**Given records:**
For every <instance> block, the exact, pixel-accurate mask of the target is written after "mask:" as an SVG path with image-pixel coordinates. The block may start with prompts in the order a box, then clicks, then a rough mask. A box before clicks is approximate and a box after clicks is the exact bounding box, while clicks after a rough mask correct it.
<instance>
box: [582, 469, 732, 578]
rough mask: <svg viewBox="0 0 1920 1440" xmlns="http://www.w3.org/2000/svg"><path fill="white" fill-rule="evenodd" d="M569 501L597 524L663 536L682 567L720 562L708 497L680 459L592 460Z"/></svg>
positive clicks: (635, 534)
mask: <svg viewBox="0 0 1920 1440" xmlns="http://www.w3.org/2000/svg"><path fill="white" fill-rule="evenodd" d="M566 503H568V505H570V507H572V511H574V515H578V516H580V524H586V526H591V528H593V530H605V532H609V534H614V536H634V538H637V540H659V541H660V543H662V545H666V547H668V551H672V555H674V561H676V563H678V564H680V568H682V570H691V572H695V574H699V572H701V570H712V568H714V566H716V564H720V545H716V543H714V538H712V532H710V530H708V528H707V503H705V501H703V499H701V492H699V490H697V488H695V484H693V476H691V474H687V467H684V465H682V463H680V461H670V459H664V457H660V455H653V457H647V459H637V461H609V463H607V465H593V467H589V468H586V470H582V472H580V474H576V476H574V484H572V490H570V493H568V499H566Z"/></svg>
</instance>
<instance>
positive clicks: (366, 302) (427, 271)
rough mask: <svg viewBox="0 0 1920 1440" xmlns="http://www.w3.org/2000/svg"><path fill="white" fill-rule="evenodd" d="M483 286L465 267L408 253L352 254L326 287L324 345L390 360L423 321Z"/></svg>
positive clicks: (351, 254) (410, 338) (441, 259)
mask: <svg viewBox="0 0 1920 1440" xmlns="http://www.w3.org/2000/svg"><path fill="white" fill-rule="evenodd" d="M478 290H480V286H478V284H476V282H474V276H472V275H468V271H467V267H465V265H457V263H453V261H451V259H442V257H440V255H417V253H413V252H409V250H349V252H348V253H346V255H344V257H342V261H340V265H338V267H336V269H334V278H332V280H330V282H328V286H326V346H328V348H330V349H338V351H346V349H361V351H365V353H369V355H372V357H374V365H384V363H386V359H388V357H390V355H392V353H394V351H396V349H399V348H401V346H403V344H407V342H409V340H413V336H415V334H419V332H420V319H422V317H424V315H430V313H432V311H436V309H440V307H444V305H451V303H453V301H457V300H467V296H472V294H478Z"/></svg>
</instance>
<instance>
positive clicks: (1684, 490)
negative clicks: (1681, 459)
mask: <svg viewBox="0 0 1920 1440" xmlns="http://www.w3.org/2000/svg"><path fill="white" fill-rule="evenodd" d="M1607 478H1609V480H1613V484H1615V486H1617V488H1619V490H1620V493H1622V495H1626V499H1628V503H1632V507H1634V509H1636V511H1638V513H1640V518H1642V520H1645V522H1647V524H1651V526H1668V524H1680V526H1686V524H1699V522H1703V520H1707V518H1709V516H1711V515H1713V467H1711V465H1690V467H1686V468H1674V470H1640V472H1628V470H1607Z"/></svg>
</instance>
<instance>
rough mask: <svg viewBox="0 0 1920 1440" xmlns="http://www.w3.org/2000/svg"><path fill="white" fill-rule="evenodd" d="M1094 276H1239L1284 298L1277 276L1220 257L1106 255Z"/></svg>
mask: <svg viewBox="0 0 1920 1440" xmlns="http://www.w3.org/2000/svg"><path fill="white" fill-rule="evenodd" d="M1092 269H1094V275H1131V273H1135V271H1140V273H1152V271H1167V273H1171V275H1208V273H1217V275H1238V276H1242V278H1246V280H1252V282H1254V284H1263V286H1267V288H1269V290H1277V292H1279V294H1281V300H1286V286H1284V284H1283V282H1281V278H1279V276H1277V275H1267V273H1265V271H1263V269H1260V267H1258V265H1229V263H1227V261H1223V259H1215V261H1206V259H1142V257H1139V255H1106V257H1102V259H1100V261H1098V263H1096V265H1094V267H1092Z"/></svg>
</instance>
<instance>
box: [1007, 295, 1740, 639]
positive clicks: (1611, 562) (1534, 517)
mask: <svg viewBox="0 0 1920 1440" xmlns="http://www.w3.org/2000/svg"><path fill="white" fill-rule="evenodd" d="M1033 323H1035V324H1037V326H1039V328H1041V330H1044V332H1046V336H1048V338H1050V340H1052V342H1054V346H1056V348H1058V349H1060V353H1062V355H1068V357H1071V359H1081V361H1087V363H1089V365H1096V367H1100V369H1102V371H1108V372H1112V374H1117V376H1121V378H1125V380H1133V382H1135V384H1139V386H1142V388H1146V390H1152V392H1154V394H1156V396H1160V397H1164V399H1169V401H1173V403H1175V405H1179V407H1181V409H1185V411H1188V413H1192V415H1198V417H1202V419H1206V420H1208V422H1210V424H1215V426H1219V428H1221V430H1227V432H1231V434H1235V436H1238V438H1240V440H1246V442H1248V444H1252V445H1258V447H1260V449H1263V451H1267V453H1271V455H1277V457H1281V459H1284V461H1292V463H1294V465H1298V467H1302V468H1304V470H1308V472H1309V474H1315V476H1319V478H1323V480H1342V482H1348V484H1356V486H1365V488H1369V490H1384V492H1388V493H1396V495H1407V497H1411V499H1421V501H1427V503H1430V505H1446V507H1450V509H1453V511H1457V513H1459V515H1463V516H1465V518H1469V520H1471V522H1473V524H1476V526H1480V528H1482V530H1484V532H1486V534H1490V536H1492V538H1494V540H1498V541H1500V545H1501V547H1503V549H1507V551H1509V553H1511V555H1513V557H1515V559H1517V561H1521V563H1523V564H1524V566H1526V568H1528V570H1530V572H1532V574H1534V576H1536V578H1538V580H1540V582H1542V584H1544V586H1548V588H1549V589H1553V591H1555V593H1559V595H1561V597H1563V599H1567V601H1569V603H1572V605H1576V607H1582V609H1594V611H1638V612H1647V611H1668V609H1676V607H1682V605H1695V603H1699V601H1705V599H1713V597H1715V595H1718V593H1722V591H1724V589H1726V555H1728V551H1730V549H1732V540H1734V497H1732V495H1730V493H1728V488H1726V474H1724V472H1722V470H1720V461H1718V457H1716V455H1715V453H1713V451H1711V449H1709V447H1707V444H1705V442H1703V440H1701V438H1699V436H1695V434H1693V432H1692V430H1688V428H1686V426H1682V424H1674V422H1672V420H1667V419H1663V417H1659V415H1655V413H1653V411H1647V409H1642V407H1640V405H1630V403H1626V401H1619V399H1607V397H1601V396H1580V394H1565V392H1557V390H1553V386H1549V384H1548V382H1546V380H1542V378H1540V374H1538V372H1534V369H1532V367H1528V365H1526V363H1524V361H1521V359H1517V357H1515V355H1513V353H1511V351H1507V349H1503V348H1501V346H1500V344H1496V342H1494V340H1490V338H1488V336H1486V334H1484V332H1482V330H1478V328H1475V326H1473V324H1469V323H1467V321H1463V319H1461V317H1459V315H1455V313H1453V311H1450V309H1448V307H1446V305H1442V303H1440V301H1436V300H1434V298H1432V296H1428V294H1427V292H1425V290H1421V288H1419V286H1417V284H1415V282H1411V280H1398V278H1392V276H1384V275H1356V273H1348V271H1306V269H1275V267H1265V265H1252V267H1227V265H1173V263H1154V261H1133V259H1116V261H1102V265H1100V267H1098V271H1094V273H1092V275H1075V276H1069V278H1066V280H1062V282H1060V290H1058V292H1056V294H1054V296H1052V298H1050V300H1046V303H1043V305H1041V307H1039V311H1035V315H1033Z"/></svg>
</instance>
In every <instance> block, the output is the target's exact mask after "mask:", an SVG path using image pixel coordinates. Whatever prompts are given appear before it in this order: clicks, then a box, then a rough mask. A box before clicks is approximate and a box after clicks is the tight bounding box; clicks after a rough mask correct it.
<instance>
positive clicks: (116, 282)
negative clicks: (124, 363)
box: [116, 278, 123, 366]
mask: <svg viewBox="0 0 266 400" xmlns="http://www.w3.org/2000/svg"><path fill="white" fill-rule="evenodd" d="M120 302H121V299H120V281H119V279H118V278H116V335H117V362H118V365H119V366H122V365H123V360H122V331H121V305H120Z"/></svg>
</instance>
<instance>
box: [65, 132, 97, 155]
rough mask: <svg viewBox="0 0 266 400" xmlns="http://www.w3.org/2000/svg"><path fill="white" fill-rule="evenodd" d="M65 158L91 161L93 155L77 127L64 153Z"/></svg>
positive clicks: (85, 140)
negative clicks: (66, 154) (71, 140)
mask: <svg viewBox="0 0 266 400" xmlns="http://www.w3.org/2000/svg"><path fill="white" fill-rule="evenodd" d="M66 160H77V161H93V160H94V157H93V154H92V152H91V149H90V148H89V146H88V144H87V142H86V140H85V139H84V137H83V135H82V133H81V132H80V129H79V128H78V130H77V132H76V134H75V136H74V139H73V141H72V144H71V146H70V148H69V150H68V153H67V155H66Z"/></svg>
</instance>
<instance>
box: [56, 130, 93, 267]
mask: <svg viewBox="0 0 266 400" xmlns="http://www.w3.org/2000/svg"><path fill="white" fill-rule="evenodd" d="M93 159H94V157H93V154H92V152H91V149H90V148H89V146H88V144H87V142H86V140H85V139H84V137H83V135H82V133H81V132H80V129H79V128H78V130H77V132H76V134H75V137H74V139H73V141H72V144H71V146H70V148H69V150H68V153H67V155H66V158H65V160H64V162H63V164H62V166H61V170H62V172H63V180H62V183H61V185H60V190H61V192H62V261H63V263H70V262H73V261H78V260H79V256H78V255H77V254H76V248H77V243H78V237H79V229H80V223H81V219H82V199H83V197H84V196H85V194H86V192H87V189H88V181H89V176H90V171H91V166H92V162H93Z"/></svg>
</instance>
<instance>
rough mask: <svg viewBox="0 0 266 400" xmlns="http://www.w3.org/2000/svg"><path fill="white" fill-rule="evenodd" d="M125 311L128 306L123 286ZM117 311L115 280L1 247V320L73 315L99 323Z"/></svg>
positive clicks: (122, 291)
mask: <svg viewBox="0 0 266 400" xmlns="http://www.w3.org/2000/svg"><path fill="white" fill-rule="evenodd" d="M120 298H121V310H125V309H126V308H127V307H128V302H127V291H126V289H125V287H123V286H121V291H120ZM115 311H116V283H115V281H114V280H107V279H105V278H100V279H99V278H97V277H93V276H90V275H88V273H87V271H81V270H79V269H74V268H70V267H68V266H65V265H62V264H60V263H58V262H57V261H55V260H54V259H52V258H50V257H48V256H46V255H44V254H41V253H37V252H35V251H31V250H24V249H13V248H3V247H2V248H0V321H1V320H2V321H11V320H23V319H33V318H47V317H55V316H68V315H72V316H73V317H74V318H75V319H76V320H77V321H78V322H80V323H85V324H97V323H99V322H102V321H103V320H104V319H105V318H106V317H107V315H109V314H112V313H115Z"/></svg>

**Work item:** Whenever the word "exact" shows up in a line of the entries above, copy that line.

**Response area:**
For every <instance> block, the exact, pixel-accurate mask of the target is written after "mask:" as an SVG path with image-pixel coordinates. The block may start with prompts in the order a box, then clicks, then a rough mask. A box before clicks is approximate and a box after clicks is the exact bounding box, while clicks after a rough mask correct it.
In every <instance> block, the output is the target's exact mask after "mask:", an SVG path using image pixel coordinates. Whatever prompts are given appear before it in this order: clicks, then a box, then a rough mask. A box before clicks is approximate and a box after clicks is the tight bounding box; clicks after a rough mask correct it.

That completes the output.